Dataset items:
══════════════════════════════

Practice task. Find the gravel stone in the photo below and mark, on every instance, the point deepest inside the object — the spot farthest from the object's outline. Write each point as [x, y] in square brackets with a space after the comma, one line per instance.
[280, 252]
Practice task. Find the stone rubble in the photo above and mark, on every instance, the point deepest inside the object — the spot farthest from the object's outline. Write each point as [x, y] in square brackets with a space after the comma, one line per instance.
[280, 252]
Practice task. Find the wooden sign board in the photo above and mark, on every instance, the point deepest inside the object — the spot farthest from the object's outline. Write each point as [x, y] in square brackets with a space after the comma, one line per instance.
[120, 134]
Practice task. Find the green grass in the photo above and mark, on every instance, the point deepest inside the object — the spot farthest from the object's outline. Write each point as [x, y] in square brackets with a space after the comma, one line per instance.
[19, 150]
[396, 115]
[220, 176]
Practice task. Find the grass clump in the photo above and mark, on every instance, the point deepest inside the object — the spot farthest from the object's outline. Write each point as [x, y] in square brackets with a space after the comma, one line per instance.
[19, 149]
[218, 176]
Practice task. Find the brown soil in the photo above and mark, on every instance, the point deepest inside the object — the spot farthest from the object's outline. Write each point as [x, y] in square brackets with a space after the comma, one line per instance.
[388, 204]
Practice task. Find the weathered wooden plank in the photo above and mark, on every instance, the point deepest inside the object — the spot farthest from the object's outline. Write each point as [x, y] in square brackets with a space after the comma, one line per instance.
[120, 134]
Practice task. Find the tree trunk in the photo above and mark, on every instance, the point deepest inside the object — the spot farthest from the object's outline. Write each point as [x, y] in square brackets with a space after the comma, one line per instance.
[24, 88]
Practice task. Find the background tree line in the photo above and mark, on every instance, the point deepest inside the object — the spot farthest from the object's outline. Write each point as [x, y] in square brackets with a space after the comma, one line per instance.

══════════════════════════════

#### Short task:
Reproduce all data above, unchanged.

#### Answer:
Practice task. Find the gravel stone in the photo below and mark, on every instance, the point deepest inside the object — the spot farthest from the object's outline. Write each point as [x, y] in square brackets with a space after the comma, one line per instance.
[280, 252]
Practice task. Find the stone rubble in the photo above and mark, on every instance, the point deepest inside the object — the spot farthest from the object's outline. Write each point as [x, y] in square brackets with a space after the comma, one line per instance.
[280, 252]
Practice task. Find the wooden sign board in the photo above and mark, on every instance, the point deepest inside the object — the spot farthest from the object's outline. Write each point as [x, y] in square brackets with a space after the comma, one line per instance.
[120, 134]
Practice task. Find the green grass in the photo above and mark, on every instance, the point deepest inside the object — the spot farthest from the object's outline. Write each point as [x, y] in square brackets with a space after the comma, one line per instance.
[19, 150]
[396, 115]
[220, 176]
Practice task. Find the grass clump in the photo above and mark, on every instance, the point deepest inside the object — the spot farthest from the object's outline. Write each point as [x, y] in square brackets with a space after the comma, one line per instance.
[19, 149]
[218, 176]
Practice task. Find the brown soil in the photo above and mark, on every instance, the point deepest inside the object — the spot farthest from the object's outline. Write each point as [x, y] in square brackets with a space after the comma, one line per instance.
[388, 204]
Practice task. Find the weathered wooden plank in the photo above and mark, on every instance, the point deepest inside the object — the spot farthest from the object's outline. Write each point as [x, y] in square brackets with a space after the comma, one line per instance.
[120, 134]
Practice task. Find the tree trunk in the photo above and mark, on every instance, the point deepest inside the object — the spot farthest from the object's outline. Write each point as [x, y] in square brackets with a space after the comma, one line per instance.
[24, 88]
Practice task. Find the background tree line in the photo above and mark, on every instance, the point deepest inside the object — the spot farthest from the object's outline. Write each point as [x, y] in square brackets with a space after the comma, one line per instance.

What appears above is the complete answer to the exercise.